• _Consignes_:
a: Comment traduire en anglais cette phrase de l'extrait sur la crise économique : « Ils sont en passe de réformer le capitalisme à eux tout seul. » ?
b: Recopiez mot pour mot le passage de l'extrait sur la crise économique qui va de « Nous avons d'abord » jusqu'à « d'éthique du capitalisme. ».

Andréa Brignone Associé Exact
Andréa Brignone, associé Expérience et Action et auteur du Tao de la Bourse et du Trading, est économiste, chargé d’enseignement à Paris II Panthéon Assas. Auteur de l’encyclopédie de l’économie de Larousse, il est également expert auprès de la Commission Européenne. Conférencier …
(BFM Bourse) - Les mânes de mes anciens professeurs d'économie doivent se retourner dans leur tombe en écoutant les propos d'économistes et d'experts à la mode sur la crise économique et sur les moyens qu'il faut prendre pour endiguer celle-ci.
Nous avons d'abord les grands philosophes de l'économie qui prédisent la fin du capitalisme et la naissance du capitalisme hors de toute finance. Ceux-là font un joyeux salmigondis de keynésianisme et de marxisme. Ils sont en passe de réformer le capitalisme à eux tout seul. Ils ne font pas la différence entre une propension à consommer et un multiplicateur d'investissement ni entre une option et un future, mais leurs voix autorisées parlent de gouvernance, de régulations et de ce que les chinois devraient faire ou ne pas faire. Ils hochent la tête en vous disant que la crise sera grave très grave, historique ! Et qu'il faut donc prendre des mesures historiques. Si vous avez le malheur de leur demander : quelles mesures ? Ils vous répondent que l'industrie doit être sauvée et qu'il faut un code d'éthique du capitalisme.

• _Section des données_:
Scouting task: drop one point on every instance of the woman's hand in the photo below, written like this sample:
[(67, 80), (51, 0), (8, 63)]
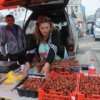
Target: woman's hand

• _Réponses_:
a: They are on the verge of reforming capitalism all by themselves.

b:
Nous avons d'abord les grands philosophes de l'économie qui prédisent la fin du capitalisme et la naissance du capitalisme hors de toute finance. Ceux-là font un joyeux salmigondis de keynésianisme et de marxisme. Ils sont en passe de réformer le capitalisme à eux tout seul. Ils ne font pas la différence entre une propension à consommer et un multiplicateur d'investissement ni entre une option et un future, mais leurs voix autorisées parlent de gouvernance, de régulations et de ce que les chinois devraient faire ou ne pas faire. Ils hochent la tête en vous disant que la crise sera grave très grave, historique ! Et qu'il faut donc prendre des mesures historiques. Si vous avez le malheur de leur demander : quelles mesures ? Ils vous répondent que l'industrie doit être sauvée et qu'il faut un code d'éthique du capitalisme.